• Material provided:
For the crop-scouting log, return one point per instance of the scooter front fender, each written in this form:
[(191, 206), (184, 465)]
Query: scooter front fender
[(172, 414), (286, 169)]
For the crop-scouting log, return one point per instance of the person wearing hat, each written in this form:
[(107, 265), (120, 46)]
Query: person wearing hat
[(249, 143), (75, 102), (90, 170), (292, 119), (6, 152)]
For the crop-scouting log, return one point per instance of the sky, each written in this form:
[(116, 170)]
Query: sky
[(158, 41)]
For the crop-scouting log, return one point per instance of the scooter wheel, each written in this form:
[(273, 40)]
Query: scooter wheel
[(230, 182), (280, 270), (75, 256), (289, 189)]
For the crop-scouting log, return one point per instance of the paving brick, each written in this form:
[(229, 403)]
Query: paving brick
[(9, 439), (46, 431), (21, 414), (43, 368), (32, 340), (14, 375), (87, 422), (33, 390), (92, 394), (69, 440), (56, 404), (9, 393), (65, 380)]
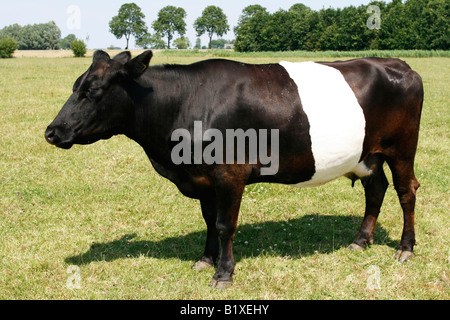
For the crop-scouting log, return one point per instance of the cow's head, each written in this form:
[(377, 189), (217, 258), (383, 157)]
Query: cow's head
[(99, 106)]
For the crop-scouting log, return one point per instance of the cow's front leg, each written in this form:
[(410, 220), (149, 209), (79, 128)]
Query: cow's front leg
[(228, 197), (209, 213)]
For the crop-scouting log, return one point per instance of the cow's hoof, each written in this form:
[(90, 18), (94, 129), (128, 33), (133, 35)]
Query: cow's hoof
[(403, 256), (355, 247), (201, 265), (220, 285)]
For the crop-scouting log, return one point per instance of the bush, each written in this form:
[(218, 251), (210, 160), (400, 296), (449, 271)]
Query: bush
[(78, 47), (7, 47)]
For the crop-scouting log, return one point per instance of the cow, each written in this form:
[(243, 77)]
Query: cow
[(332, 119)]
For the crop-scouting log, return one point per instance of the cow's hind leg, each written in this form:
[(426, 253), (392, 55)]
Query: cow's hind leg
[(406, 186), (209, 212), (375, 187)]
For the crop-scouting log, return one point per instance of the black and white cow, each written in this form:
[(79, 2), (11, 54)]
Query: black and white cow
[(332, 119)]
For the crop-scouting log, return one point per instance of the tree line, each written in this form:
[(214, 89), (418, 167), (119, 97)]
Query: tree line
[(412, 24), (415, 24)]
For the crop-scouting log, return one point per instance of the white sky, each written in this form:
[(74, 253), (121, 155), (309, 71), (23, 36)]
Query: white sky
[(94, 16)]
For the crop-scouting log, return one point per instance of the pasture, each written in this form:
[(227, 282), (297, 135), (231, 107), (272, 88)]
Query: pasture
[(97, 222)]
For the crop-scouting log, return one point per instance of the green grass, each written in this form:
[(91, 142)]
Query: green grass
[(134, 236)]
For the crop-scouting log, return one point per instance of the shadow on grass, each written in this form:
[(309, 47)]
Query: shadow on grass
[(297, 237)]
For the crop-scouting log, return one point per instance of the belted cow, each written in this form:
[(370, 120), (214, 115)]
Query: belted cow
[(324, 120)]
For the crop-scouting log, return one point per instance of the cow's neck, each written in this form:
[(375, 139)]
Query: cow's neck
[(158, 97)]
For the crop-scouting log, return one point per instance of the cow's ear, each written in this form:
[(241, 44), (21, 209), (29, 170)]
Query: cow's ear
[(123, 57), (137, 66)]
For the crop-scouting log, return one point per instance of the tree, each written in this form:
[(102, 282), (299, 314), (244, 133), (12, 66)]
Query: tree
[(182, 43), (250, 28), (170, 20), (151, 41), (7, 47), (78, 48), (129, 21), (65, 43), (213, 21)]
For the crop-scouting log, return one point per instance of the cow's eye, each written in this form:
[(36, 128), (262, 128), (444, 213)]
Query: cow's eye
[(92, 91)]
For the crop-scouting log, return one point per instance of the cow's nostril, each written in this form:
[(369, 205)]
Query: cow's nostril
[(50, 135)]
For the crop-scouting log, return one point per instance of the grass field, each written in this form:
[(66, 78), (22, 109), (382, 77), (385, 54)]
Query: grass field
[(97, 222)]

==

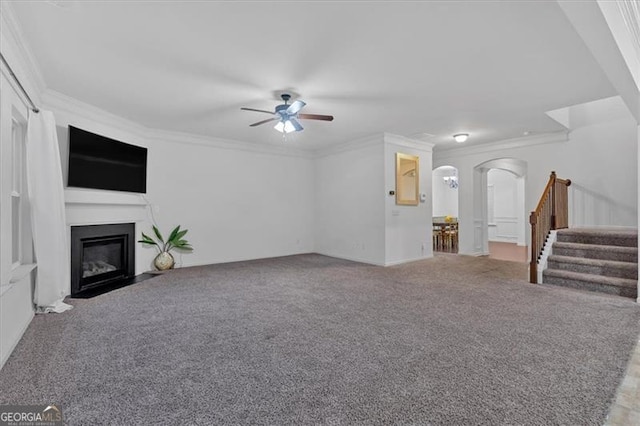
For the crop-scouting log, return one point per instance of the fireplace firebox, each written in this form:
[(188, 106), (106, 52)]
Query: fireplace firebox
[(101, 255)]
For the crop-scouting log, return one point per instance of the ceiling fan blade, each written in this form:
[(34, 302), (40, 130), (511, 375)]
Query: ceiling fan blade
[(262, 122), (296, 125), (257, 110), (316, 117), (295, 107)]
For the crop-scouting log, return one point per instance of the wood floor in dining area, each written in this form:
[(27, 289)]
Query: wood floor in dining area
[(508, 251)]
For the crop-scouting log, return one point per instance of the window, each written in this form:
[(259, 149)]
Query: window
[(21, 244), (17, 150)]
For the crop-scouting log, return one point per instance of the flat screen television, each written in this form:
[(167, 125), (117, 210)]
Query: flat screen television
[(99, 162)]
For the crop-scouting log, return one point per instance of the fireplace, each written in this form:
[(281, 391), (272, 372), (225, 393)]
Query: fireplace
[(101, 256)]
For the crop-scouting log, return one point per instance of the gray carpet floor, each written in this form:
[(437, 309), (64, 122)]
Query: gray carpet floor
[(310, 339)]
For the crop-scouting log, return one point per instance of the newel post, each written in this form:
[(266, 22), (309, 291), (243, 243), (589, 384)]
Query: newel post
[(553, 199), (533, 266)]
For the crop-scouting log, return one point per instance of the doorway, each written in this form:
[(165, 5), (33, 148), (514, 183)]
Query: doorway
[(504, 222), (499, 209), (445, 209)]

• Prompt: Copy the records above word for word, everything from the line containing "the pasture, each" down to the line containing "[(134, 236)]", both of those lines included.

• Answer below:
For the crop-scouting log, return one point per instance of the pasture, each written in this form:
[(227, 282), (297, 135), (231, 107), (272, 88)]
Query: pasture
[(97, 222)]
For the crop-scouting log, return one point per instance of the green grass, each written in this form:
[(91, 142)]
Query: green grass
[(134, 236)]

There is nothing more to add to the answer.